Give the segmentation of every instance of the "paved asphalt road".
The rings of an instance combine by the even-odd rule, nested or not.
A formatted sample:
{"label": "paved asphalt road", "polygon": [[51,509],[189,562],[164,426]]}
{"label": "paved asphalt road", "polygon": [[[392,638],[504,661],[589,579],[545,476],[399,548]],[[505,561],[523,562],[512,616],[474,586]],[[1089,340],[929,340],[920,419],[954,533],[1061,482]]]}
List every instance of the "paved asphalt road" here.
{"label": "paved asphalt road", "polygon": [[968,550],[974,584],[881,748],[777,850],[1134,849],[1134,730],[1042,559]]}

=== TASK STATEMENT ===
Write out the entries above word for word, keeping every line as it appears.

=== IN RESPONSE ===
Give the segmentation of every instance of the "paved asphalt road".
The rings of an instance combine by the even-odd rule, nested or not.
A formatted sample:
{"label": "paved asphalt road", "polygon": [[51,509],[189,562],[164,426]]}
{"label": "paved asphalt road", "polygon": [[[392,638],[504,661],[589,579],[545,476],[399,548]],[[505,561],[523,562],[512,616],[474,586]],[[1089,340],[929,340],[920,419],[954,533],[1061,482]]]}
List every instance of the "paved asphalt road" here.
{"label": "paved asphalt road", "polygon": [[968,550],[974,584],[881,748],[777,850],[1134,849],[1134,730],[1042,559]]}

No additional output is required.